EXTRAIT FOURNI.
Dorothée Munyaneza : « L'art doit contribuer à réparer les blessures du Rwanda et d'ailleurs »

Unwanted

Hexagone

ce spectacle n'est pas à l'affiche actuellement

Spectacle / C’était l’un des chocs du dernier Festival d’Avignon : le spectacle "Unwanted" de la britannico-rwandaise Dorothée Munyaneza, sur les femmes victimes de viol lors du génocide des Tutsis au Rwanda en 1994. Une proposition glaçante entre théâtre, danse et musique dont on a parlé avec elle par mail (c’était le seul moyen au vu de son emploi du temps) avant son passage par l’Hexagone de Meylan.

Unwanted, spectacle construit autour de paroles de femmes victimes de viol lors du génocide rwandais, fait suite à un premier spectacle plus autobiographique…

Dorothée Munyaneza : Oui. Dans Samedi détente, j’ai partagé un témoignage autobiographique de ce que j’ai vécu en 1994 durant le génocide des Tutsis au Rwanda. J’ai porté à la scène mes propres mots. Je me suis ensuite demandé quelles paroles ou quels témoignages je voulais faire entendre maintenant.

Après avoir vu le documentaire de Thierry Michel L’Homme qui répare les femmes à propos du Dr Denis Mukwege, mais aussi Rwanda, la vie après, paroles de mères de Benoît Dervaux et André Versaille et Mauvais souvenir de Marine Courtade et Christophe Busché, je n’avais plus de doute sur le sujet que je voulais aborder en tant qu’artiste : les témoignages de femmes victimes de viol pendant le génocide m'ont bouleversée, et j'ai voulu contribuer à la libération de leur parole.

TRAVAIL À FAIRE.
a – Recopiez intégralement l'extrait sur le spectacle Unwanted, sans y apporter la moindre modification.
b – Reproduisez à l'identique, et uniquement elles, les lignes de la liste situées entre celle qui contient « We need ground-truth boxes for woman's arm » et celle qui contient « [191,292,293,408] », ces deux lignes comprises.
L'extrait et la liste sont indépendants l'un de l'autre.

DOCUMENTS FOURNIS.
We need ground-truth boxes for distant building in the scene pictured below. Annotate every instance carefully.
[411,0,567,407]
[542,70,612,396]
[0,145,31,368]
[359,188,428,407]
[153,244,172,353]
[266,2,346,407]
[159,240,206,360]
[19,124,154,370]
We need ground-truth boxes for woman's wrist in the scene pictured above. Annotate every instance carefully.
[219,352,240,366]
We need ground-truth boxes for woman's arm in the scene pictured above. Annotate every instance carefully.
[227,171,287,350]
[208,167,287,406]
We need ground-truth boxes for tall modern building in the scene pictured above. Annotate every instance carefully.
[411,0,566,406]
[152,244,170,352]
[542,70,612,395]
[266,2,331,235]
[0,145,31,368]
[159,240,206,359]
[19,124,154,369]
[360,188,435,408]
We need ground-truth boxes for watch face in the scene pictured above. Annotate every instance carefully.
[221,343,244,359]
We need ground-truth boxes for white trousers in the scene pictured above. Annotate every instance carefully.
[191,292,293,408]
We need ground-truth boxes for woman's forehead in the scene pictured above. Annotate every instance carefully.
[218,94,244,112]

CORRIGÉ DES EXERCICES.
a –
Dorothée Munyaneza : « L'art doit contribuer à réparer les blessures du Rwanda et d'ailleurs »

Unwanted

Hexagone

ce spectacle n'est pas à l'affiche actuellement

Spectacle / C’était l’un des chocs du dernier Festival d’Avignon : le spectacle "Unwanted" de la britannico-rwandaise Dorothée Munyaneza, sur les femmes victimes de viol lors du génocide des Tutsis au Rwanda en 1994. Une proposition glaçante entre théâtre, danse et musique dont on a parlé avec elle par mail (c’était le seul moyen au vu de son emploi du temps) avant son passage par l’Hexagone de Meylan.

Unwanted, spectacle construit autour de paroles de femmes victimes de viol lors du génocide rwandais, fait suite à un premier spectacle plus autobiographique…

Dorothée Munyaneza : Oui. Dans Samedi détente, j’ai partagé un témoignage autobiographique de ce que j’ai vécu en 1994 durant le génocide des Tutsis au Rwanda. J’ai porté à la scène mes propres mots. Je me suis ensuite demandé quelles paroles ou quels témoignages je voulais faire entendre maintenant.

Après avoir vu le documentaire de Thierry Michel L’Homme qui répare les femmes à propos du Dr Denis Mukwege, mais aussi Rwanda, la vie après, paroles de mères de Benoît Dervaux et André Versaille et Mauvais souvenir de Marine Courtade et Christophe Busché, je n’avais plus de doute sur le sujet que je voulais aborder en tant qu’artiste : les témoignages de femmes victimes de viol pendant le génocide m'ont bouleversée, et j'ai voulu contribuer à la libération de leur parole.

b –
We need ground-truth boxes for woman's arm in the scene pictured above. Annotate every instance carefully.
[227,171,287,350]
[208,167,287,406]
We need ground-truth boxes for tall modern building in the scene pictured above. Annotate every instance carefully.
[411,0,566,406]
[152,244,170,352]
[542,70,612,395]
[266,2,331,235]
[0,145,31,368]
[159,240,206,359]
[19,124,154,369]
[360,188,435,408]
We need ground-truth boxes for watch face in the scene pictured above. Annotate every instance carefully.
[221,343,244,359]
We need ground-truth boxes for white trousers in the scene pictured above. Annotate every instance carefully.
[191,292,293,408]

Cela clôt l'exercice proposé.